TO DO - In the forum thread on battery cars, what does Tom plan to replace the crate with?
━━━ PAGE EXTRACT
In thinking through the battery car decision, I (and you) need to consider the following factors:
1. The configuration of your layout and how you will use it. Mine is fairly compact. it is off my deck. It is freelance. My mode of operation is likely to to be "Let trains run." So the placement of the speaker is likely to be irrelevant as I am unlikely to spend any meaningful time within 10' of sunning trains.
2. The variety of engine types. In my case I have a number of engine/large tender combinations. But I also have a few that are engines with small integral tenders. One of my Bachmann 4-4-0s is stripped down awaiting conversion to NPC No 21, the first cab foreword loco. That tender had two round tanks, one for oil and the other for water. I also have three geared locos, a Shay, a Climax, and a Heiser.
3. The consists you will be running. In my case, most will be freight, some logging, and one passenger set pulled by a Bachmann Annie.
4. Your time available to deal with this. Do custom speaker installs on 16 locomotives? I want to enjoy my retirement years.

When you are talking 16 locomotives, even at $25 per speaker install, the numbers add up. So I'm going with speakers in the battery car. I need at least two battery cars, one for logging and the other for general steam. I'm not sure what I'm going to do with the Annie passenger consist.

Any thoughts?

Tom


----------



## Tom Farin (Apr 3, 2008)

*First Battery Car Load*

This load will serve my three geared logging locomotives,










As you can see this logging skid is long enough and wide enough to cover both my Airwire decoder and the Phoenix sound board. It is not tall enough. You may have seen this skid riding on a Bachman logging flat. There is also a crate on that load. 

The battery placement is approximately where it would ride on the logging flat. The speaker would be mounted vertically behind the battery.

Issues with this load are:
1. Height - not enough clearance for the circuit boards.
2. Open to the weather from above.
3. Crate (not shown) isn't big enough to accommodate the battery.

The steel frame that supports the boiler and winch is held to the wood skid frame by four screws. 

I plan to bash this load in the following ways:
1. Replace the plastic (wood) skid frame with a real wood skid frame that has a fully enclosed weatherproofed deck and provides sufficient clearance for the circuit boards.
2. Replace the crate (not shown) with a wood tool cabinet that covers the battery and the speaker.
3. Modify the length of the wood skid to make it all fit on a 20' flat.

Tom


----------



## placitassteam (Jan 2, 2008)

I only have one good ear so it doesn't make much difference to me where the sound comes from! I can't tell anyway.


----------



## Scottychaos (Jan 2, 2008)
━━━━━━
━━━ RECORDS
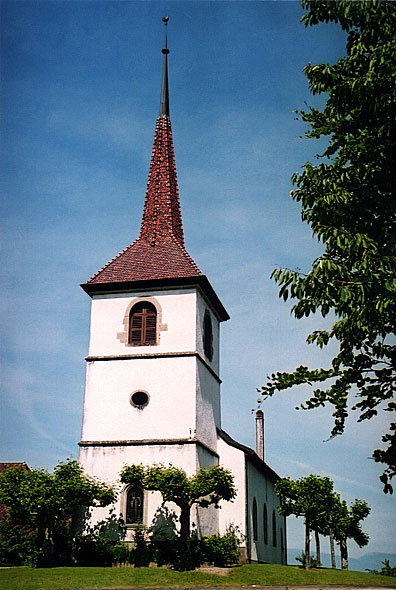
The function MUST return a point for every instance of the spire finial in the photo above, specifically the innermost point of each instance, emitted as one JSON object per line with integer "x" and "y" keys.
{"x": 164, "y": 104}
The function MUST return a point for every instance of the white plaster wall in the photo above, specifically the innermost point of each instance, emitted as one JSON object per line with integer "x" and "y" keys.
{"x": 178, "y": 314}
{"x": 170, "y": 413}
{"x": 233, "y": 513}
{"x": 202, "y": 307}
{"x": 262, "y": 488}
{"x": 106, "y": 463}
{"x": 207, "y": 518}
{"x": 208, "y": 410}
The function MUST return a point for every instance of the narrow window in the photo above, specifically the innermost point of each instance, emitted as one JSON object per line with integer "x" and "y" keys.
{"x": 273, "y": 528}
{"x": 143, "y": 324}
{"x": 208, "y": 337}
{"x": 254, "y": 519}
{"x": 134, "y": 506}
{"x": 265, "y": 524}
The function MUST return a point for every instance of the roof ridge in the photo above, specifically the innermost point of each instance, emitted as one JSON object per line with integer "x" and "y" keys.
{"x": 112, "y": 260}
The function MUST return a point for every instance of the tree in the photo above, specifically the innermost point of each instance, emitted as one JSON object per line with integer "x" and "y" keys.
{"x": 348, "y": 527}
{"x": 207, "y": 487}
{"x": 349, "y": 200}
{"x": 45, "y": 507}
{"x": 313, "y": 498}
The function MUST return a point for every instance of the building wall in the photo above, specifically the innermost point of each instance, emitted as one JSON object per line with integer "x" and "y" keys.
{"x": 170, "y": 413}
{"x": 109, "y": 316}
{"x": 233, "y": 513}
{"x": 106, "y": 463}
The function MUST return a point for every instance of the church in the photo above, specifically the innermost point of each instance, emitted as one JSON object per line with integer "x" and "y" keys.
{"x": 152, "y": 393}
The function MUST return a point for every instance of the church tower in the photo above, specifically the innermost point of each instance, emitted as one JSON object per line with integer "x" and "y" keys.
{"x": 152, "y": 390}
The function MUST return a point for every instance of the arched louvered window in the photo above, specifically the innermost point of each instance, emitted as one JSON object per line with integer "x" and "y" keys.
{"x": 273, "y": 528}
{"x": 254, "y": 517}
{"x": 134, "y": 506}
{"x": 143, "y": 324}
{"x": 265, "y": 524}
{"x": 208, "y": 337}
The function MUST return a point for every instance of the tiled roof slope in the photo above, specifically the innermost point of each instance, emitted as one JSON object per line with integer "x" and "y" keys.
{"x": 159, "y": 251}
━━━━━━
━━━ RECORDS
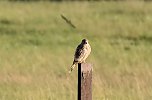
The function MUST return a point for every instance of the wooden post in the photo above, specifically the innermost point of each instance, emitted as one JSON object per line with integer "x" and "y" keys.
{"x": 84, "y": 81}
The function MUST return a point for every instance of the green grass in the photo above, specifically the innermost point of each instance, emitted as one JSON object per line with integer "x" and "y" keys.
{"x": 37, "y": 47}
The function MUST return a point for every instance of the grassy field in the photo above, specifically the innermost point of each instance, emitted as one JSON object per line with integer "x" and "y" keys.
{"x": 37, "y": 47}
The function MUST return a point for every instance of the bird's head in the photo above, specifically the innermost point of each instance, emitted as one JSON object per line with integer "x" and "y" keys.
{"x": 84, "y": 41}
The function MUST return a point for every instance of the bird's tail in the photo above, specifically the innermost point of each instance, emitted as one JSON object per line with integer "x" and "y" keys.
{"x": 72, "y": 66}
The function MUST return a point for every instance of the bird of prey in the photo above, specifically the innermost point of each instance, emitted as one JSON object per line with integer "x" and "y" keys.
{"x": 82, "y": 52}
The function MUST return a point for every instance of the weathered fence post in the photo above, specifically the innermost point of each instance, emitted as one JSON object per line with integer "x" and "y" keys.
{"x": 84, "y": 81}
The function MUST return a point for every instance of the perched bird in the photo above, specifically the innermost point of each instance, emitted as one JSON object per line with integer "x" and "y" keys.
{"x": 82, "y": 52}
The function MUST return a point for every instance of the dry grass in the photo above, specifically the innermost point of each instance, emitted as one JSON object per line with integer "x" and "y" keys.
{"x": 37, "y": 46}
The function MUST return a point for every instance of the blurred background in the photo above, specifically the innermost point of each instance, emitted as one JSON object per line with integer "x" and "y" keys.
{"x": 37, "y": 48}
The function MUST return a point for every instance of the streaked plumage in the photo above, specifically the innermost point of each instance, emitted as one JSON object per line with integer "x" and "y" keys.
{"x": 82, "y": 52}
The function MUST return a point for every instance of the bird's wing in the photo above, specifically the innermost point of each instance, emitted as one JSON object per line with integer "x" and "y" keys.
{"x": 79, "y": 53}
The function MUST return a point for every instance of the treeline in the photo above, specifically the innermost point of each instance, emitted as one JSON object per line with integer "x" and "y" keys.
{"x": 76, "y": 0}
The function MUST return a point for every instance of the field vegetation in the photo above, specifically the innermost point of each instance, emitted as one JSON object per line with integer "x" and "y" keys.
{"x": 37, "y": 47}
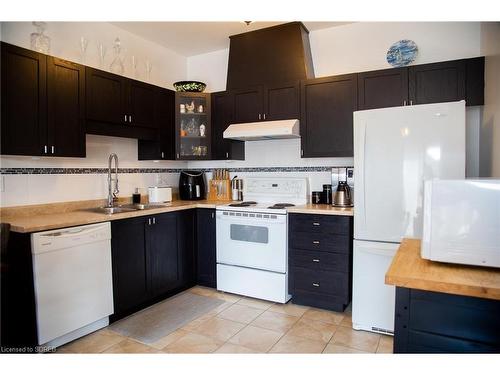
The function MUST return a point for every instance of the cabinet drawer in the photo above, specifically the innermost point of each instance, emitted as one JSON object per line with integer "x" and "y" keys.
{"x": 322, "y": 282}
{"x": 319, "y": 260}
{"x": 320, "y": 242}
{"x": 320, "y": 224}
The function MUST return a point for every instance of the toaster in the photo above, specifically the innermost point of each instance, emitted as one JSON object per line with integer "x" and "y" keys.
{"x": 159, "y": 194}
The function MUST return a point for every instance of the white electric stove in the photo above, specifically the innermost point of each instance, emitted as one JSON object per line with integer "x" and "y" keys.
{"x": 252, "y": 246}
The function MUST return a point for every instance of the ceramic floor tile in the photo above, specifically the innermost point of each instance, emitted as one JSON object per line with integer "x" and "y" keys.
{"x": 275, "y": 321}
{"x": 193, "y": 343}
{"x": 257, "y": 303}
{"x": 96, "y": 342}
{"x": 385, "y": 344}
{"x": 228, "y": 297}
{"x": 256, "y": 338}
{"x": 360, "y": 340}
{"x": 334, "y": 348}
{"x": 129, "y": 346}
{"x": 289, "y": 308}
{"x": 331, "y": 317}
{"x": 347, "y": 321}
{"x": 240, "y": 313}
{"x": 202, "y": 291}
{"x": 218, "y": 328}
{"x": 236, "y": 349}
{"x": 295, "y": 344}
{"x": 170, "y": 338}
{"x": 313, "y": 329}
━━━━━━
EXPECTED OUTPUT - A wood tool cabinet that covers the battery and the speaker.